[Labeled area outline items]

========================================================================

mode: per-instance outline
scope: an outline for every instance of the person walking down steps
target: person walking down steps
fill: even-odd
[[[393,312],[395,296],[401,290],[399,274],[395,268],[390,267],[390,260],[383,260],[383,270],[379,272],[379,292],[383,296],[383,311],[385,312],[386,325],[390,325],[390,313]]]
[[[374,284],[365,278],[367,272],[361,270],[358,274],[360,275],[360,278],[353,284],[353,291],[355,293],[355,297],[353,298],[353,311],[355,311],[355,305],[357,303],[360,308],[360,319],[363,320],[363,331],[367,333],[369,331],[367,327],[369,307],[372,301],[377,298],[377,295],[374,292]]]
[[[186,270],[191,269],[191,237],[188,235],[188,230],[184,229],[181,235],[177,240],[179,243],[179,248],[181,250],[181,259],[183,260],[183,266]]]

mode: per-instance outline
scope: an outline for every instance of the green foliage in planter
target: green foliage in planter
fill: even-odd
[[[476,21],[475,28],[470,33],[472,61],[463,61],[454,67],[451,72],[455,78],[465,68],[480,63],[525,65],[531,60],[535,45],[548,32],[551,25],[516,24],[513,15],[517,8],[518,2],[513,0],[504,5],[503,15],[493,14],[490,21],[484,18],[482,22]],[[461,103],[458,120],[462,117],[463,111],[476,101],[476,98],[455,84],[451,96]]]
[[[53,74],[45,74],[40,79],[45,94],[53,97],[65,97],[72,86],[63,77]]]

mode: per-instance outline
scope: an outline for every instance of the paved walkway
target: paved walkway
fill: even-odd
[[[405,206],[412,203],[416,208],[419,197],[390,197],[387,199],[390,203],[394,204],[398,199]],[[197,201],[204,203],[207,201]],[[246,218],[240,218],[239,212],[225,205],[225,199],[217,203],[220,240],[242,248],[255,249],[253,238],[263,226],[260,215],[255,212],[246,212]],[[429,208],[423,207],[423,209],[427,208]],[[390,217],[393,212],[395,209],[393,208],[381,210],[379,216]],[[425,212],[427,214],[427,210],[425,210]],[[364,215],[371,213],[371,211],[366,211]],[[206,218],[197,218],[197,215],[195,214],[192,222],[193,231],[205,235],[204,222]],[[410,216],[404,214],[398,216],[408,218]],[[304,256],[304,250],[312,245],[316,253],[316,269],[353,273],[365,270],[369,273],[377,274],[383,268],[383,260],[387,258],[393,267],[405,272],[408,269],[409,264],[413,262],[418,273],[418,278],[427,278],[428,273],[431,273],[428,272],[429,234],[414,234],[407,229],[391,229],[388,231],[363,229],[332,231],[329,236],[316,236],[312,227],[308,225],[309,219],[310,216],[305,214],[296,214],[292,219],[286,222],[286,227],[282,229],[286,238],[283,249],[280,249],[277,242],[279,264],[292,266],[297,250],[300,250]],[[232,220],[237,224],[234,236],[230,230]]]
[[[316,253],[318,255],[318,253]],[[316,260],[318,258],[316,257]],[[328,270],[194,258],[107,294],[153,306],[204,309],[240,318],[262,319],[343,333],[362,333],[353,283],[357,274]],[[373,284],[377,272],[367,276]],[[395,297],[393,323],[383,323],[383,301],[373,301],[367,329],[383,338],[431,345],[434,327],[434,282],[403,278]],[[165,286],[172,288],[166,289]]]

========================================================================

• Written request:
Extract the full listing above without alteration.

• Full solution:
mode: per-instance outline
scope: an outline for every instance of the person walking down steps
target: person walking down steps
fill: even-odd
[[[393,312],[395,296],[401,290],[399,274],[395,268],[390,267],[390,260],[383,260],[383,270],[379,272],[379,292],[383,296],[383,311],[385,312],[386,325],[390,325],[390,313]]]
[[[374,284],[365,278],[367,272],[361,270],[358,274],[360,275],[360,278],[353,284],[353,291],[355,293],[355,297],[353,298],[353,311],[355,311],[355,305],[357,303],[360,308],[360,319],[363,320],[363,331],[367,333],[369,331],[367,327],[369,307],[372,301],[377,298],[377,295],[374,292]]]
[[[186,270],[191,269],[191,237],[188,235],[188,230],[184,229],[181,235],[177,240],[179,243],[179,248],[181,250],[181,259],[183,260],[183,266]]]

mode: per-instance outline
scope: an outline for every instance of the green foliage in planter
target: green foliage in planter
fill: even-odd
[[[476,21],[475,28],[470,33],[472,61],[463,61],[454,67],[451,72],[455,78],[465,68],[480,63],[525,65],[531,60],[535,45],[548,32],[551,25],[516,24],[513,15],[517,8],[518,2],[513,0],[504,5],[503,15],[493,14],[490,21],[484,18],[482,22]],[[461,103],[458,120],[462,117],[463,111],[476,101],[476,98],[455,84],[451,96]]]
[[[53,74],[45,74],[40,79],[45,94],[53,97],[65,97],[72,86],[63,77]]]

mode: per-instance outline
scope: an outline for every instance of the paved walkway
target: paved walkway
fill: even-odd
[[[405,206],[412,203],[416,208],[419,197],[390,197],[387,199],[390,203],[394,204],[398,199]],[[197,201],[204,203],[207,201]],[[246,218],[240,218],[239,212],[225,205],[225,199],[217,203],[220,240],[242,248],[255,249],[253,238],[263,226],[260,215],[255,212],[246,212]],[[429,208],[423,207],[423,209],[427,208]],[[390,217],[393,212],[395,209],[393,208],[381,210],[379,216]],[[425,212],[427,214],[427,210],[425,210]],[[364,215],[371,213],[371,211],[366,211]],[[206,218],[197,218],[197,215],[195,214],[192,222],[193,231],[205,235],[204,222]],[[410,216],[404,214],[398,216],[408,218]],[[304,256],[304,250],[312,245],[316,253],[316,269],[353,273],[365,270],[369,273],[377,274],[383,268],[383,260],[387,258],[393,267],[405,272],[408,269],[409,264],[413,262],[418,273],[418,278],[427,278],[428,273],[431,273],[428,272],[429,234],[414,234],[407,229],[391,229],[388,231],[363,229],[332,231],[329,236],[316,236],[312,227],[308,225],[309,219],[310,216],[305,214],[296,214],[292,219],[286,222],[286,227],[282,229],[286,238],[283,249],[280,249],[277,242],[279,264],[292,266],[297,250],[300,250]],[[232,220],[237,224],[234,236],[230,230]]]
[[[316,253],[318,255],[318,253]],[[316,260],[318,258],[316,257]],[[328,270],[194,258],[107,294],[153,306],[204,309],[240,318],[262,319],[343,333],[362,333],[353,283],[357,274]],[[373,284],[377,272],[367,276]],[[395,297],[393,323],[383,323],[383,301],[373,301],[367,329],[383,338],[431,345],[434,327],[434,282],[403,278]],[[165,286],[172,288],[166,289]]]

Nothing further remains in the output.